**Exercise objective**
Pick out each line of the material below that contains the word "gloved", and copy those lines.

**Provided data**
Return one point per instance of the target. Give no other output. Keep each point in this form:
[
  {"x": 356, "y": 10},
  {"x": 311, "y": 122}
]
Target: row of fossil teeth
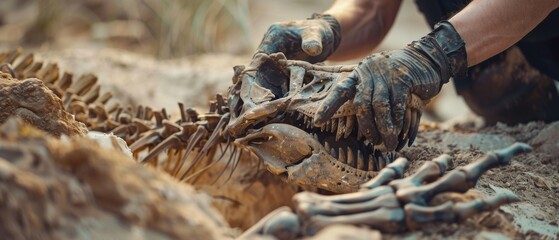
[
  {"x": 353, "y": 159},
  {"x": 342, "y": 126}
]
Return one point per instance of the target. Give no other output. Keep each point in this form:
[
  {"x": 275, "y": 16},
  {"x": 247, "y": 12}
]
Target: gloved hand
[
  {"x": 312, "y": 40},
  {"x": 382, "y": 85}
]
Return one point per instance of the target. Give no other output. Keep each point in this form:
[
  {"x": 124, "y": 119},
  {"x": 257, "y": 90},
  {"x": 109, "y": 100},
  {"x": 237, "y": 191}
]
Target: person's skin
[{"x": 488, "y": 27}]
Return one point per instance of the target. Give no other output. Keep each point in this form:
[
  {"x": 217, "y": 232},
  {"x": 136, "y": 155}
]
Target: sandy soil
[{"x": 534, "y": 177}]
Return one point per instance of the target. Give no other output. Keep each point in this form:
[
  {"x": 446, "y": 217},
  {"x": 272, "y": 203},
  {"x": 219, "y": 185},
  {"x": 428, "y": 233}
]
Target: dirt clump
[
  {"x": 70, "y": 188},
  {"x": 534, "y": 177}
]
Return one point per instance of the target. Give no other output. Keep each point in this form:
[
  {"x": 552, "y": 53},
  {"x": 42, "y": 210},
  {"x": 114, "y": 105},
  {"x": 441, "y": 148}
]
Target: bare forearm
[
  {"x": 488, "y": 27},
  {"x": 364, "y": 23}
]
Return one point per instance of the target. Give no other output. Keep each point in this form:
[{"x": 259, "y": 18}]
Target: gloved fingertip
[{"x": 312, "y": 47}]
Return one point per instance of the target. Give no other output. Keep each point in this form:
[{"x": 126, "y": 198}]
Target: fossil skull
[{"x": 272, "y": 103}]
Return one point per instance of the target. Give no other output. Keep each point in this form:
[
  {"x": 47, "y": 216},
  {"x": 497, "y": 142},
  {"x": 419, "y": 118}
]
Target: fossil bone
[{"x": 397, "y": 204}]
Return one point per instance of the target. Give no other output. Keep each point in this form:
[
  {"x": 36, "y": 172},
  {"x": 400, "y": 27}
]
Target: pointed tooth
[
  {"x": 342, "y": 156},
  {"x": 381, "y": 161},
  {"x": 350, "y": 120},
  {"x": 350, "y": 157},
  {"x": 361, "y": 164},
  {"x": 327, "y": 146},
  {"x": 333, "y": 153},
  {"x": 360, "y": 135},
  {"x": 341, "y": 128},
  {"x": 371, "y": 163},
  {"x": 334, "y": 126}
]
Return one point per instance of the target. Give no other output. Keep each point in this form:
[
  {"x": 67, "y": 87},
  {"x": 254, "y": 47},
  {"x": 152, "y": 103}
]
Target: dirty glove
[
  {"x": 312, "y": 40},
  {"x": 382, "y": 85}
]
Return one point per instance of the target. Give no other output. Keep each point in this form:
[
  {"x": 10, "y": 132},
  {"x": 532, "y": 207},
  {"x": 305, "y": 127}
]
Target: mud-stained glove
[
  {"x": 382, "y": 85},
  {"x": 312, "y": 40}
]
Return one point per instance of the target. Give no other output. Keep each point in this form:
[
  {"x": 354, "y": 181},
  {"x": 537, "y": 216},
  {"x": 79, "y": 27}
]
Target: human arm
[
  {"x": 488, "y": 27},
  {"x": 382, "y": 84}
]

**Final result**
Target: gloved hand
Target: gloved fingertip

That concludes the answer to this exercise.